> **Task 1**:
Locate every line in the rows below that contains the string "mask" and copy each one. Case counts.

[start of Excerpt to read]

= Dennis Eugene Breedlove =

American botanist (1939–2012)

Dennis Eugene Breedlove (September 14, 1939, Oakland, California – June 4, 2012) was an American botanist, herbarium curator, and plant collector. He is "best known for his collections and floristic studies in the Mexican state of Chiapas, and his ethnobotanical work in that state with various collaborators."

==Education and career==
After graduating from St. Joseph Notre Dame High School in 1957, Dennis Breedlove attended the University of California, Santa Barbara, where he graduated with an A.B. degree in 1962. In 1968 he graduated from Stanford University with a Ph.D. His doctoral dissertation, entitled "The systematics of Fuchsia section Encliandra (Onagraceae)", was written under the supervision of Peter H. Raven. After briefly working as a research botanist at the University of California Botanical Garden on the Berkeley campus,

Breedlove became in 1969 an assistant curator at San Francisco's California Academy of Sciences herbarium. For his entire career he was employed by the California Academy of Sciences, where he was promoted to associate curator, chaired the botany department, and retired as curator emeritus and a lifetime fellow.

[end of Excerpt to read]

> **Task 2**:
Turn the paragraph of the article on Dennis Breedlove that begins "Breedlove became in 1969" into a short bulleted list that keeps its main facts.

[start of Records supplied]

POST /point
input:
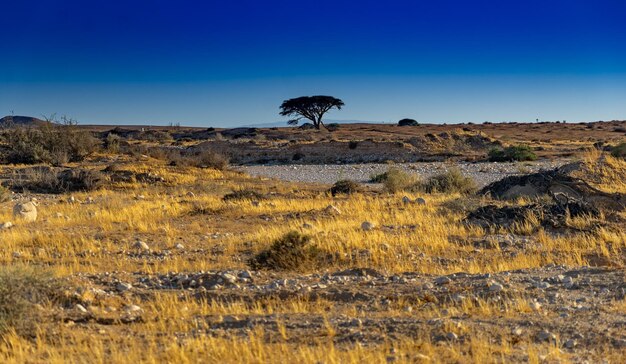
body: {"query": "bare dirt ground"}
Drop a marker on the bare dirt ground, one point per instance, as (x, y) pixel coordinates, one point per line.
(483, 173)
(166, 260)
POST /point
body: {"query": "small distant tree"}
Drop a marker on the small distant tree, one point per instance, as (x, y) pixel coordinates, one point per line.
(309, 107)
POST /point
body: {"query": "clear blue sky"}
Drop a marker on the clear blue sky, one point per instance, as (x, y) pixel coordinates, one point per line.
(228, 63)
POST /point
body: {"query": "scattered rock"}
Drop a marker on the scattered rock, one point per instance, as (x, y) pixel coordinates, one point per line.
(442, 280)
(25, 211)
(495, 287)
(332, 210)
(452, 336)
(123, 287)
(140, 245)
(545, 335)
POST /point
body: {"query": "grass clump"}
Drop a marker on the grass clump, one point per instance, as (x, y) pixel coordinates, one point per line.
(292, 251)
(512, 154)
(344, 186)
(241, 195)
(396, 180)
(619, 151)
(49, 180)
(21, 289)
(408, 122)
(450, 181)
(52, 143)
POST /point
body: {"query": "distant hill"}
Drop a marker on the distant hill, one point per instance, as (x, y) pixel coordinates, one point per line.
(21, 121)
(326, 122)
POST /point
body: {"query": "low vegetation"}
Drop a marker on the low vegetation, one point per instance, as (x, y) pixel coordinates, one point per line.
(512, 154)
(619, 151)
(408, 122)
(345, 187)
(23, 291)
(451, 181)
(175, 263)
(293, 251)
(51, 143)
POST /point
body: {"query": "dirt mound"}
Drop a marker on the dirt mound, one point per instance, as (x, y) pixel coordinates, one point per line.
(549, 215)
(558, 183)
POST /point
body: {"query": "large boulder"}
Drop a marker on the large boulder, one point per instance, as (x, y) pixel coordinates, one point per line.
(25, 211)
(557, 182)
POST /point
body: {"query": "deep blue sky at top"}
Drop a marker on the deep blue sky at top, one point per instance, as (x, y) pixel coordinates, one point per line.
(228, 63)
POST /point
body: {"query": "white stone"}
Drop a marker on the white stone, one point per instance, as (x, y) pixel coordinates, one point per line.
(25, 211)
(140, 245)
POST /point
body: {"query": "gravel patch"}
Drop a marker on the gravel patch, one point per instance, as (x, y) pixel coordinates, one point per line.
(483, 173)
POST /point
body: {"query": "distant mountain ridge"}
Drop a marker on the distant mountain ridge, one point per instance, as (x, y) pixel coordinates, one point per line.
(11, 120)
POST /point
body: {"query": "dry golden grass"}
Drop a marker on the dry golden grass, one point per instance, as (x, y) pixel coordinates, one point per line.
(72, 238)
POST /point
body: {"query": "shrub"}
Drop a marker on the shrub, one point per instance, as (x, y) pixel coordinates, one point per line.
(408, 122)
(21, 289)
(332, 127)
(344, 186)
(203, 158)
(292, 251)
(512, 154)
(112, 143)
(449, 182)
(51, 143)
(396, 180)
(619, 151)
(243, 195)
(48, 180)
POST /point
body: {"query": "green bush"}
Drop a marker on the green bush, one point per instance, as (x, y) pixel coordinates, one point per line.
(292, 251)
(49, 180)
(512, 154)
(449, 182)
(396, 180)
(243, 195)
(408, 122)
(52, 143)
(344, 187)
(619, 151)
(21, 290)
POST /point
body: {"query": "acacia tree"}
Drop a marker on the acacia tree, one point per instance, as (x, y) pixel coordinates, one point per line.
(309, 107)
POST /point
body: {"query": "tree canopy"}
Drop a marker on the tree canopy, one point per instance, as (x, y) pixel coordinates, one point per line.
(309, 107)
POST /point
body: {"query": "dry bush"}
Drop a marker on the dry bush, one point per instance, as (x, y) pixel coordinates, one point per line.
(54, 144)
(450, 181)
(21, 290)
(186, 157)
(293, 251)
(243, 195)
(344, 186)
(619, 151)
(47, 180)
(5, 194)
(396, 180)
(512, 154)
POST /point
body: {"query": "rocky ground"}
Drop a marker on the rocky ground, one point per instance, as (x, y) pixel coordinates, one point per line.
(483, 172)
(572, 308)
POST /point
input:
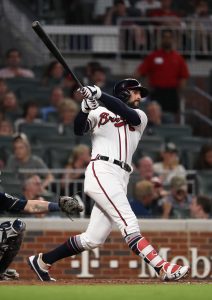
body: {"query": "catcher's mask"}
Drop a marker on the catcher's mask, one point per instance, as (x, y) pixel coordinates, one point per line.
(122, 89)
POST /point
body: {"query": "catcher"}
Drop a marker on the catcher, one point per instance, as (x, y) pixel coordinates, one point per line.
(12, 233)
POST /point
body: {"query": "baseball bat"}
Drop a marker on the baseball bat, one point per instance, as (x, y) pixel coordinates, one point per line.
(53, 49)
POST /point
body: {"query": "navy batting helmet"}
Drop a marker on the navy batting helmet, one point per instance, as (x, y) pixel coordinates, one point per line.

[end of Records supplied]

> **Output 1**:
body: {"query": "catcher's mask"}
Drop a marker on the catcher's mask, one point per instance, as (x, y) pixel coordinates, one point per line.

> **Output 2**:
- In 1969, became an assistant curator at the California Academy of Sciences herbarium in San Francisco
- Worked for the California Academy of Sciences for his entire career
- Was promoted to associate curator
- Chaired the botany department
- Retired as curator emeritus and a lifetime fellow